Machine Learning Linear Regression

Linear Regression is one of the simplest and most foundational algorithms in Machine Learning. It predicts a continuous numerical value by finding the best straight line through the data. Despite its simplicity, it is widely used in business forecasting, science, and economics.

What Problem Does Linear Regression Solve?

Linear Regression answers questions like: "Given what we know, what number can we expect?" It belongs to supervised learning and falls under the regression category — the output is a number, not a category.

Examples of Linear Regression Problems:
  - How much will this house sell for?
  - How many products will sell next month?
  - What temperature will it be tomorrow?
  - How many calories will a person burn based on exercise time?

■ **Data rows**:
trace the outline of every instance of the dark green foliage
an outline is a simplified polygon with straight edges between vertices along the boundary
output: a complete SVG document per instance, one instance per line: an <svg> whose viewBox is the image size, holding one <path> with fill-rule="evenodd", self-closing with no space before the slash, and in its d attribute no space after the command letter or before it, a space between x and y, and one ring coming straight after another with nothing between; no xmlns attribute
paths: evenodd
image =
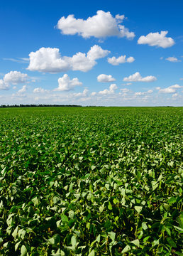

■ **What you need to do**:
**A)** According to the linear regression text, which category of supervised learning does linear regression fall under?
**B)** Reproduce the passage of the linear regression text starting with "Machine Learning Linear" and going on through "on exercise time?".

■ **Exercise responses**:
**A)** The regression category.

**B)**
Machine Learning Linear Regression

Linear Regression is one of the simplest and most foundational algorithms in Machine Learning. It predicts a continuous numerical value by finding the best straight line through the data. Despite its simplicity, it is widely used in business forecasting, science, and economics.

What Problem Does Linear Regression Solve?

Linear Regression answers questions like: "Given what we know, what number can we expect?" It belongs to supervised learning and falls under the regression category — the output is a number, not a category.

Examples of Linear Regression Problems:
  - How much will this house sell for?
  - How many products will sell next month?
  - What temperature will it be tomorrow?
  - How many calories will a person burn based on exercise time?